Items from a box labeling dataset:
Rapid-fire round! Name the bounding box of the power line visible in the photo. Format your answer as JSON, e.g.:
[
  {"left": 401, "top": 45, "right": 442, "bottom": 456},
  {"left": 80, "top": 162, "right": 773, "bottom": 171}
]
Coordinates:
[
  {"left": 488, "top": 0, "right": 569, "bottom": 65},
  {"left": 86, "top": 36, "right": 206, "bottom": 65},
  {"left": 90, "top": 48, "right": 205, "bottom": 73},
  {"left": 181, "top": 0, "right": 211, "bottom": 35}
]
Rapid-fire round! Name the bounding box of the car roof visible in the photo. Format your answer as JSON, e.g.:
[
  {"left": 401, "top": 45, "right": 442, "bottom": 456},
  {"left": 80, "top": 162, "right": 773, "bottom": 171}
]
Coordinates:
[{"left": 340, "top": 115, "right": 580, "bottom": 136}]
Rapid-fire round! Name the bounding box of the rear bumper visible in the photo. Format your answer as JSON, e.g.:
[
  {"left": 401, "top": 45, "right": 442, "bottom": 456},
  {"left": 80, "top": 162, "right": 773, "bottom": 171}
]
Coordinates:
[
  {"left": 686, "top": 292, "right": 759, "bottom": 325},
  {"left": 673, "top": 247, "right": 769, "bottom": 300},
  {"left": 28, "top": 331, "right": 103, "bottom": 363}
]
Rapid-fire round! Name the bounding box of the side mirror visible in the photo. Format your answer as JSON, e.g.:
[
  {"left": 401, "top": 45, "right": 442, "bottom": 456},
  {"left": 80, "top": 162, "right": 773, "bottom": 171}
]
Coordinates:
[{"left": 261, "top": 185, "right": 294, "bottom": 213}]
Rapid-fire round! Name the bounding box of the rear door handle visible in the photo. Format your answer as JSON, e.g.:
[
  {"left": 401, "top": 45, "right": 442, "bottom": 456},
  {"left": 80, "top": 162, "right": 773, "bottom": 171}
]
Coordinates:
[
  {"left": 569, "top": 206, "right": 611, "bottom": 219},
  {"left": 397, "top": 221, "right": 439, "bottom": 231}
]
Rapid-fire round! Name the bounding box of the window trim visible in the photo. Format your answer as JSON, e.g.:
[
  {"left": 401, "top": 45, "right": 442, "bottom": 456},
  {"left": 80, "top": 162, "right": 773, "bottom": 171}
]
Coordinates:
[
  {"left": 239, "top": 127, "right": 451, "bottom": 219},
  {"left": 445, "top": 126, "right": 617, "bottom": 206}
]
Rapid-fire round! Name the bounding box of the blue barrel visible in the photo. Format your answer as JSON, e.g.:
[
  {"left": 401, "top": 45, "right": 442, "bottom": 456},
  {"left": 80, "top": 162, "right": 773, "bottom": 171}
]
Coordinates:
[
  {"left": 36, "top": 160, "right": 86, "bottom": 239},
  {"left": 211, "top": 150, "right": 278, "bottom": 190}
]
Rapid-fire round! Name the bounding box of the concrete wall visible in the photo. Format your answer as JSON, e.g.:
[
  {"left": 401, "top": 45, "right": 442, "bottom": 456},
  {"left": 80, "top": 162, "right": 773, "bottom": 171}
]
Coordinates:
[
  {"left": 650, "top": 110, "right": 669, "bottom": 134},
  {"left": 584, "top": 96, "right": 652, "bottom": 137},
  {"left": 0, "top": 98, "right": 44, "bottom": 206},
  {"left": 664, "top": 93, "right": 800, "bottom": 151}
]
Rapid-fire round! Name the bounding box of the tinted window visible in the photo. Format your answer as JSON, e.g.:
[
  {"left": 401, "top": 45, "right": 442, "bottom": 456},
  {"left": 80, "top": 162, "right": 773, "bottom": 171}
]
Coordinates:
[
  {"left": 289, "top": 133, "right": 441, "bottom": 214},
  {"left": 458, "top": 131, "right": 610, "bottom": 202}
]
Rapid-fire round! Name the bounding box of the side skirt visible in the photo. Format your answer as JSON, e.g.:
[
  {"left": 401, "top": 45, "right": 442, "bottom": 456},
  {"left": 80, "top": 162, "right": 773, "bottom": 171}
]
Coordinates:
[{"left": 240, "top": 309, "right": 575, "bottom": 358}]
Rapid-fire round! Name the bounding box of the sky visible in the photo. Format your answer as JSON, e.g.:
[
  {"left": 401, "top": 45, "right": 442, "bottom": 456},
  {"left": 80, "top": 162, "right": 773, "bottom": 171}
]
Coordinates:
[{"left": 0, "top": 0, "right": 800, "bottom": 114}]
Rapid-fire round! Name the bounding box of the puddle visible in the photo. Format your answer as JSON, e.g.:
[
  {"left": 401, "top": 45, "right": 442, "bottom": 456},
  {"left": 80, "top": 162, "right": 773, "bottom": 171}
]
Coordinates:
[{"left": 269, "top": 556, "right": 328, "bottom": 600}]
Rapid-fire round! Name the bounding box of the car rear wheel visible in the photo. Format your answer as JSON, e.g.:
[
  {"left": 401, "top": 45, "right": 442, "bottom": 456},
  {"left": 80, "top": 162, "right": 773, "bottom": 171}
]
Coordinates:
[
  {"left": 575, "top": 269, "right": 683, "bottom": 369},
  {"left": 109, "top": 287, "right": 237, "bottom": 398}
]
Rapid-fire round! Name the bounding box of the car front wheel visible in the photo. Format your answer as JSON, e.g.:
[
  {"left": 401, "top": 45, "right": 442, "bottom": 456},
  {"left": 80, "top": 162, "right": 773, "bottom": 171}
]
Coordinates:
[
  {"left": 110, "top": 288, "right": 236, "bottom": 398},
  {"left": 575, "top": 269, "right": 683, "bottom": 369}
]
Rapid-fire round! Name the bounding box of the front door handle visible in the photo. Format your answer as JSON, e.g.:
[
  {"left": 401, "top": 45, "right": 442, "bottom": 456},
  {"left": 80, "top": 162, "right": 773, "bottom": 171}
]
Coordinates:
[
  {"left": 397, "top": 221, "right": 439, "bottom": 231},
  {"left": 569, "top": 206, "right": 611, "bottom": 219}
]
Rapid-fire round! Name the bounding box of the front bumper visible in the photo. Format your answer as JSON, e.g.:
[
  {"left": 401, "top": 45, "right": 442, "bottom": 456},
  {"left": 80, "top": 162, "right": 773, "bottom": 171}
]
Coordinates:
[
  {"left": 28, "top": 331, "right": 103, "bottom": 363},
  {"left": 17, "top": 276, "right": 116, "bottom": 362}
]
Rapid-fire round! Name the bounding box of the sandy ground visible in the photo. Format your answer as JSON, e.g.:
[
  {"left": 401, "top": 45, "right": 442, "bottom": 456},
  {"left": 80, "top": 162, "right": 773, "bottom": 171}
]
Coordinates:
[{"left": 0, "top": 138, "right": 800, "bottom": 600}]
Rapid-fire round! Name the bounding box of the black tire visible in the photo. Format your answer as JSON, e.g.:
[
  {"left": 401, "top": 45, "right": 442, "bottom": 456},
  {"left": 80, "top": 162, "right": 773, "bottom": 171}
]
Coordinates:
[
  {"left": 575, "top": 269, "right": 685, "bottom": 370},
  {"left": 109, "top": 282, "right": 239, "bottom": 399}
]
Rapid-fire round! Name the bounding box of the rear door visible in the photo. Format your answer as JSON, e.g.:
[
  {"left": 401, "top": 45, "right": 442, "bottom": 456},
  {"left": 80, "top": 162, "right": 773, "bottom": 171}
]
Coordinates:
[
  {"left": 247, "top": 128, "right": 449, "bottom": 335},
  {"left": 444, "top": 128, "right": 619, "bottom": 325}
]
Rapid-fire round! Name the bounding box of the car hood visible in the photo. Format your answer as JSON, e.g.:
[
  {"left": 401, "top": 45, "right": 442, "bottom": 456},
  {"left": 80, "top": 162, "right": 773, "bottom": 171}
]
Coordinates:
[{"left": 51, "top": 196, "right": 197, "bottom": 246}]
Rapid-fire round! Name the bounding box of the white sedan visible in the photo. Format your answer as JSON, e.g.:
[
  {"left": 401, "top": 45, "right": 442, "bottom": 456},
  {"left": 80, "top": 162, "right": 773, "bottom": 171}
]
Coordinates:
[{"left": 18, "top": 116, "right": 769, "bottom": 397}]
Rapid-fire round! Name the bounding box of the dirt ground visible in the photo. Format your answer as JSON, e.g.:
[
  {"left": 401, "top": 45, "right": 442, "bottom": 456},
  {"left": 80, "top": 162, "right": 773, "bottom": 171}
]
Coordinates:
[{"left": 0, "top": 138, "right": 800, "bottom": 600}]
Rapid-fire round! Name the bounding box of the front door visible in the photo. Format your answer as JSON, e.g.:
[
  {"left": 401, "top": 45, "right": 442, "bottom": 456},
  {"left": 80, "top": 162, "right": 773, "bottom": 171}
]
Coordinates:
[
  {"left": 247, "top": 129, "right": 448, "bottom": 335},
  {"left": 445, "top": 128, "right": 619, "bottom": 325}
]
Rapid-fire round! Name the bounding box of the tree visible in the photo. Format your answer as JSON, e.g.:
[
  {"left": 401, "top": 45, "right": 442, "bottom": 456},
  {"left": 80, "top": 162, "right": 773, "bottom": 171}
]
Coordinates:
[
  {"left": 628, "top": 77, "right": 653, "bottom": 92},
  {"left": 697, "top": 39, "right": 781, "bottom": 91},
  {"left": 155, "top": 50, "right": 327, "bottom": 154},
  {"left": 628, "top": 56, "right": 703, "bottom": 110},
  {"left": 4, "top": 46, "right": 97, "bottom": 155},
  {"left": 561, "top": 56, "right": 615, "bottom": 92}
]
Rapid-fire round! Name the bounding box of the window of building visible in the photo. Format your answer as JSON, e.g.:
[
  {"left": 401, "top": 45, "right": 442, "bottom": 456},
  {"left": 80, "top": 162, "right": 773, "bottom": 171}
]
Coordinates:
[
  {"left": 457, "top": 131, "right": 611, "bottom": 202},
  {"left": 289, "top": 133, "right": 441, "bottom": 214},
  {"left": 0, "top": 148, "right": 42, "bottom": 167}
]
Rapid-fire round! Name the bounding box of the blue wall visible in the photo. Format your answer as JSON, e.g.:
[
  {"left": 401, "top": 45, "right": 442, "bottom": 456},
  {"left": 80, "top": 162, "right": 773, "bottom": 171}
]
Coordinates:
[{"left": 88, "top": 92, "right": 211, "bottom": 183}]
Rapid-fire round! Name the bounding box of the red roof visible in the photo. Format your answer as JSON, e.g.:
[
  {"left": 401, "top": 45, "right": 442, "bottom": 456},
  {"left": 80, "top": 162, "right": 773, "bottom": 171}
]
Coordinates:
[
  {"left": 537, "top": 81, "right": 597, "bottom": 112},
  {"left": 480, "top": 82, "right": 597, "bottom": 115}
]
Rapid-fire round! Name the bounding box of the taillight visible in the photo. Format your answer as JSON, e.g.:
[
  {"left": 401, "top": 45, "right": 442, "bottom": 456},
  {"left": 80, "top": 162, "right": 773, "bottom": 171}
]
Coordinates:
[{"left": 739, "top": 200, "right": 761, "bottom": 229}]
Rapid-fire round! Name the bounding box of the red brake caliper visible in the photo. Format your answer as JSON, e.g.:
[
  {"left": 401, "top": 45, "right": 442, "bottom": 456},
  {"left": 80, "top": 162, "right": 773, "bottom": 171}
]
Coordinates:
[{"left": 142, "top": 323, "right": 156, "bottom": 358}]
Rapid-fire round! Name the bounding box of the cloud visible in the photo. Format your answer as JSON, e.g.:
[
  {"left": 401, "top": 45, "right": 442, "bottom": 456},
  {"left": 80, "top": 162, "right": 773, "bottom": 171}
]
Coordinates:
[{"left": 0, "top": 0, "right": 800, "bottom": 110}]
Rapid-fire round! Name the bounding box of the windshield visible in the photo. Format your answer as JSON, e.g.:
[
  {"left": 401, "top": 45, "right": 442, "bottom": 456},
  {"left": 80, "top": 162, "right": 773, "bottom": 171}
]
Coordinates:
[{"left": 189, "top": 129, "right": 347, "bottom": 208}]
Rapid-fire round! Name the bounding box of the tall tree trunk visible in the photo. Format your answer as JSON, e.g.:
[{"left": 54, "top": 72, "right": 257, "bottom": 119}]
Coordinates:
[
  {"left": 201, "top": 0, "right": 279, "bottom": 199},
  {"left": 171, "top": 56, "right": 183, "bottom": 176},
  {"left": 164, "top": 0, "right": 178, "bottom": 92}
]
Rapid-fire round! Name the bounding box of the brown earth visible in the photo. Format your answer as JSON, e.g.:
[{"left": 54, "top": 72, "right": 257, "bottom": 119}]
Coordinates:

• **JOB**
Which lines in the items above contain the string "tree"? List every one of them, treating case as significant.

• **TASK SOLUTION**
Rapid-fire round! Name the bounding box of the tree visible in the photo. Format your answer as JSON, e.g.:
Rapid-fire round! Name the bounding box of the tall tree trunk visible in the photo. Format your answer as JSON, e.g.:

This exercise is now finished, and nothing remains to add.